__Ziel der Übung__: Schreibe aus dem Text über politisches Engagement von Jugendlichen den Abschnitt wortgetreu ab, der mit den Worten „Jugendliche wollen von“ beginnt und mit „des Geldes ist.“ endet.
───── Seite
Jugendliche wollen von der Politik gehört werden – aber nicht jede*r hat eine laute Stimme. Zwei junge Menschen erzählen von ihrem politischen Engagement – beide sind ganz unterschiedlich aufgewachsen. Eine Auseinandersetzung damit, warum politische Partizipation oft auch eine Frage des Geldes ist.
In einem Poloshirt von Lacoste schaltet sich Phillip Venmann in das Video-Interview. Phillip hat sich schon früh politisch engagiert, bis vor Kurzem war er Mitglied des Pullacher Jugendparlaments in München. „Bei uns wurde, als ich Kind war, religiös ‚Logo‘ und die ‚Tagesschau‘ geguckt“, erzählt er. Die Politik sei einfach auf ihn zugekommen. Bei Luc Ouali war das anders. Seine Mutter ist alleinerziehend und 2001 nach Deutschland gekommen. Luc ist unter der Armutsgrenze aufgewachsen und heute Sprecher von „Fridays for Future“ (FFF) in München. Er sagt, Privilegien fingen viel früher an, als man denke. „Haben deine Eltern am Frühstückstisch die SZ gelesen? Haben sie mit dir politische Gespräche geführt? Dieses Privileg genießen oft weiße, akademisierte Kinder.“ Phillips Eltern lesen die „Süddeutsche Zeitung“. Sie haben ihm auch von klein auf beigebracht, Dinge zu hinterfragen und am Esstisch keine Scheu vor politischen Diskussionen zu zeigen.
──────────
───── Vorliegendes Material
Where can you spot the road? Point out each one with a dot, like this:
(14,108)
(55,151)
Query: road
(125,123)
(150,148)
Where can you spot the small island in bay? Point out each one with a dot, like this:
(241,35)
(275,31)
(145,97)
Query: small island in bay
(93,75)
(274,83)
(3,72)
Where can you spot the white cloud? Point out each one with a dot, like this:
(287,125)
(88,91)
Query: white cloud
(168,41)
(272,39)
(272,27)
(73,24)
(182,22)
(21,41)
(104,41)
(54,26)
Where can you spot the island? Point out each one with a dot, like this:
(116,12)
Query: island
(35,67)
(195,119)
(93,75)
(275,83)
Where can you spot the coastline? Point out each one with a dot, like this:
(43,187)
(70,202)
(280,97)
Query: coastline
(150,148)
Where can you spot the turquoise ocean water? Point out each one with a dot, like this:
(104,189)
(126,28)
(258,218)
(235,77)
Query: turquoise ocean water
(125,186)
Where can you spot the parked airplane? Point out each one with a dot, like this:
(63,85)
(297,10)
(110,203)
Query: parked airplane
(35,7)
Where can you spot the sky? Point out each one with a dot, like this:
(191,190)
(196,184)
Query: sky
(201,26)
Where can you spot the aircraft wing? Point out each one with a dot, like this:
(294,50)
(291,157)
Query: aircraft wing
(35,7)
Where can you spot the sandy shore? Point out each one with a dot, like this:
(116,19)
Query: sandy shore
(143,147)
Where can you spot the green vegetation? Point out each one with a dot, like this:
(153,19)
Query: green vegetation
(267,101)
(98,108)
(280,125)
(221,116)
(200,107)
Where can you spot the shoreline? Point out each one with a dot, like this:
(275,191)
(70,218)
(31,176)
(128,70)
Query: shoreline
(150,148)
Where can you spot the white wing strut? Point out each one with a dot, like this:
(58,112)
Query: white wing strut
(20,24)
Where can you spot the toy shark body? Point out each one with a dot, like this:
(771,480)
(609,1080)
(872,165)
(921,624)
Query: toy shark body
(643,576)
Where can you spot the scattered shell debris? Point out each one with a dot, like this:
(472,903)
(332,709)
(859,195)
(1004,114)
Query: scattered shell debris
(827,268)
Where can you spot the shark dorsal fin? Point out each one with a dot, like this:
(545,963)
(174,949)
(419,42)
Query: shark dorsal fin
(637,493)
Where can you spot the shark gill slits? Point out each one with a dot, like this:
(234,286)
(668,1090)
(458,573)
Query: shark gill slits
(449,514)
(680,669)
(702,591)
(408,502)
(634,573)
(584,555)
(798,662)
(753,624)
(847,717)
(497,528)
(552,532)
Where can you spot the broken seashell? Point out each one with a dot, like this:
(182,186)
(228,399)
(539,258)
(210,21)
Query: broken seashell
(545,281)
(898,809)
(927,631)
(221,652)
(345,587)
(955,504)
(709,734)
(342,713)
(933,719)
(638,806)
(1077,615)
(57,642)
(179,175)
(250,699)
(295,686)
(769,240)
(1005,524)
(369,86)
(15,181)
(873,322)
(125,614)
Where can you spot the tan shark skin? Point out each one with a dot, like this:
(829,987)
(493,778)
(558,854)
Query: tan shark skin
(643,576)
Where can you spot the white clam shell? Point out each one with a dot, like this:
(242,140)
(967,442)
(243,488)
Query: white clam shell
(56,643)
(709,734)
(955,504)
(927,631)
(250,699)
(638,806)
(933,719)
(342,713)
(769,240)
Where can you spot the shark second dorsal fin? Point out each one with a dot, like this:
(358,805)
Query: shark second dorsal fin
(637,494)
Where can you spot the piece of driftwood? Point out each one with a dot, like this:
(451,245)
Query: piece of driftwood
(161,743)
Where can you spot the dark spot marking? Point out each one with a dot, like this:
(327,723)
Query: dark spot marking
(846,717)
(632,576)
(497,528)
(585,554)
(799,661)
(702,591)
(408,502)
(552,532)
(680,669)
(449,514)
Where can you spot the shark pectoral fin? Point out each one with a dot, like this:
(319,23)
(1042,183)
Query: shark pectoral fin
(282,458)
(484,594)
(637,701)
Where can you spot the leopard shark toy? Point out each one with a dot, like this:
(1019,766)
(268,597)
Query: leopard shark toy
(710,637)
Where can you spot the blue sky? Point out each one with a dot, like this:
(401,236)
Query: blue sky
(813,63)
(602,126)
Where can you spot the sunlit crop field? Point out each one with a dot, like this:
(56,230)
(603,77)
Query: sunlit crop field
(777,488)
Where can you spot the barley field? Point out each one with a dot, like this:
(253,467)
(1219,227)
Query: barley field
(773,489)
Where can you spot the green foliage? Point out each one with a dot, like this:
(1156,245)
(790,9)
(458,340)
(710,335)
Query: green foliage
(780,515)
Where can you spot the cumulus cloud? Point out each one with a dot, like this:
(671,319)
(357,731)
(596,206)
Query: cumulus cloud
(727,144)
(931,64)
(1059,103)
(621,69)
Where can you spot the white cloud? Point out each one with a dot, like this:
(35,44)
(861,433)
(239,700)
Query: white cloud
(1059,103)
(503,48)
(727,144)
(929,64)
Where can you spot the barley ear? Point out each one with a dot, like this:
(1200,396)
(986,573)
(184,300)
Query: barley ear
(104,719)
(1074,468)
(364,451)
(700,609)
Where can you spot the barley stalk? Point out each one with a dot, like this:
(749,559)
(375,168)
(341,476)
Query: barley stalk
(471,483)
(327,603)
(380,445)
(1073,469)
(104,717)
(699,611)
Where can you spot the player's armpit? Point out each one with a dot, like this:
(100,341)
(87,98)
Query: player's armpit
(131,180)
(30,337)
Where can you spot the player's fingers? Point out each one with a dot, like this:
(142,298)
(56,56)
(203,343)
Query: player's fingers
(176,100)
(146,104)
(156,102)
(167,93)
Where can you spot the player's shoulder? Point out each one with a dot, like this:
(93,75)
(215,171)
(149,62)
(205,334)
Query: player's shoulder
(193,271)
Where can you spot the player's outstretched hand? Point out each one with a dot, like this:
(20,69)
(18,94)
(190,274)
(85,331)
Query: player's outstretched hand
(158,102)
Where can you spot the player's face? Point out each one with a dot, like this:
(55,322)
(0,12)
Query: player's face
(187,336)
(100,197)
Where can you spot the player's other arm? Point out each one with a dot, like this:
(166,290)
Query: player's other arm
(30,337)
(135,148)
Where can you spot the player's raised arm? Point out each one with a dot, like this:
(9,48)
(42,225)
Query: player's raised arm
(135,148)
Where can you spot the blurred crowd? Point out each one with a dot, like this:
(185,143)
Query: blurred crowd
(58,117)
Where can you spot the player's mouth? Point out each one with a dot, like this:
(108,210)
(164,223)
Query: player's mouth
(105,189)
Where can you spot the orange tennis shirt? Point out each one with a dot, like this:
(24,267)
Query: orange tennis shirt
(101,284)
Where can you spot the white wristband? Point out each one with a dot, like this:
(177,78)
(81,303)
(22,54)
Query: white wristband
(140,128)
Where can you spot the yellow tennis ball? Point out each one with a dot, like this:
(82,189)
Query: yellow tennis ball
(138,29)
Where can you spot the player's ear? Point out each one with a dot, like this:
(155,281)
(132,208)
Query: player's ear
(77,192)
──────────
__Ergebnis der Übung__:
Jugendliche wollen von der Politik gehört werden – aber nicht jede*r hat eine laute Stimme. Zwei junge Menschen erzählen von ihrem politischen Engagement – beide sind ganz unterschiedlich aufgewachsen. Eine Auseinandersetzung damit, warum politische Partizipation oft auch eine Frage des Geldes ist.